TESTO DA LEGGERE:
((

LIVORNO – Mercoledì scorso 21 gennaio è andato in scena “I soliti Ignoti”, trasposizione teatrale dell’omonimo film di Mario Monicelli (1958), a cura della compagnia teatrale napoletana “Gli Ipocriti”.

Il pubblico livornese, intrattenuto dalla comicità dell’opera, ha riempito la platea e i primi tre ordini del Teatro Goldoni di Livorno, incuriosito probabilmente dall’appeal del capolavoro cinematografico di Mario Monicelli. 

La commedia, semplice, realista e lineare come l’originale film, è sicuramente stata un prodotto differente dagli attuali film italiani. Non più scenari surreali, relazioni sentimentali contorte e trame lontane dalla realtà, ma un tuffo nei problemi e nelle verità del dopoguerra italiano.

))

RIGHE ESTRATTE:
((

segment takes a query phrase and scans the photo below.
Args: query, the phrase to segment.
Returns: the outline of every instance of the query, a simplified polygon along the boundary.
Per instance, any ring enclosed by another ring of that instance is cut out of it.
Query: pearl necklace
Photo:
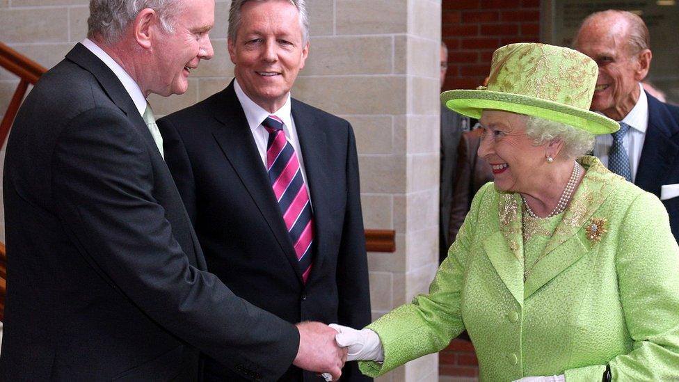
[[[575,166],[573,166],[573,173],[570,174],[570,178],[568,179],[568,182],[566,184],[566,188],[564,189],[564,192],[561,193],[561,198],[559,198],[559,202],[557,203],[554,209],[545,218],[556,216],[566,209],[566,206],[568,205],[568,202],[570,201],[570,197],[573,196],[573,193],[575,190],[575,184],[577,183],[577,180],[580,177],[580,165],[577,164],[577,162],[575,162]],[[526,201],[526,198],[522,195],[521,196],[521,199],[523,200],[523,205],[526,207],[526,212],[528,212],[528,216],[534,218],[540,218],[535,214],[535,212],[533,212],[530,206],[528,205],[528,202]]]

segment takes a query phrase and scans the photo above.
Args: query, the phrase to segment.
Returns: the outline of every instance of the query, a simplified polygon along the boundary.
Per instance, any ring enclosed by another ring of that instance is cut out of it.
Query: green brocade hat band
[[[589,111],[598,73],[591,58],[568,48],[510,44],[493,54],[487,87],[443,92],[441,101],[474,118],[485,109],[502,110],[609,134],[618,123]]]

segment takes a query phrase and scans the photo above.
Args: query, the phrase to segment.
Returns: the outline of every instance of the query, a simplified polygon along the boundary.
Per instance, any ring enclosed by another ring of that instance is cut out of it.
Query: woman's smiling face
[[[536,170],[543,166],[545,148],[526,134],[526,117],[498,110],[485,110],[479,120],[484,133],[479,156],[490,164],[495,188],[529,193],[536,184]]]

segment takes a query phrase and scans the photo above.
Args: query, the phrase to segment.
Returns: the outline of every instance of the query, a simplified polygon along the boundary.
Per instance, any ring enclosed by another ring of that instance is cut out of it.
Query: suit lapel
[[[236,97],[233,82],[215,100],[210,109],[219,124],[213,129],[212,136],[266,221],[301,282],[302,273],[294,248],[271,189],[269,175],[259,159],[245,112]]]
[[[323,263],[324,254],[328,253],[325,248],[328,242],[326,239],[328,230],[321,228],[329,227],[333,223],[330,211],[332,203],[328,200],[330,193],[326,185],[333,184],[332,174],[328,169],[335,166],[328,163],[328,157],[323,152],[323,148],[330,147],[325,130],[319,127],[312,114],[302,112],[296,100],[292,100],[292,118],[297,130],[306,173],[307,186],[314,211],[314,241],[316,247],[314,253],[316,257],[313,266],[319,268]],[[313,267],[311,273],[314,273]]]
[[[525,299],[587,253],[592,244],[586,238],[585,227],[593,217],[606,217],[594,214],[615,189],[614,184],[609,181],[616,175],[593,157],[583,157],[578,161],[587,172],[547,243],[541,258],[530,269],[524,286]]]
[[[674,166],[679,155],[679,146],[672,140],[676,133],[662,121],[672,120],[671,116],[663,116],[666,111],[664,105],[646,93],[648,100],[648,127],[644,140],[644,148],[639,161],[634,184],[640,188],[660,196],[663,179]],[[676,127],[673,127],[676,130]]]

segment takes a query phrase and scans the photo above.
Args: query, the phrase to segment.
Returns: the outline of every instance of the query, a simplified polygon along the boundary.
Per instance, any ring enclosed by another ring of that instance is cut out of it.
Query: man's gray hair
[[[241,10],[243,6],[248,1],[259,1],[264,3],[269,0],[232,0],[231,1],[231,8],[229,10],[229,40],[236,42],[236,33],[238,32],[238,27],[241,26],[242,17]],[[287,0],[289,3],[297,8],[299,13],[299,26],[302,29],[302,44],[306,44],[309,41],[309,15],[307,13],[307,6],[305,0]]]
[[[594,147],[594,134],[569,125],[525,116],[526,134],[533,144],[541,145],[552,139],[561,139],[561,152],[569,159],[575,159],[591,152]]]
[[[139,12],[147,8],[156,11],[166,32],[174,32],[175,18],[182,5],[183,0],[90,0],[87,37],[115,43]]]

))

Riscrivi il tratto del testo da "La commedia, semplice, realista" fino a "del dopoguerra italiano.", mettendo "ambientazioni fantastiche" al posto di "scenari surreali".

SOLUZIONE:
La commedia, semplice, realista e lineare come l’originale film, è sicuramente stata un prodotto differente dagli attuali film italiani. Non più ambientazioni fantastiche, relazioni sentimentali contorte e trame lontane dalla realtà, ma un tuffo nei problemi e nelle verità del dopoguerra italiano.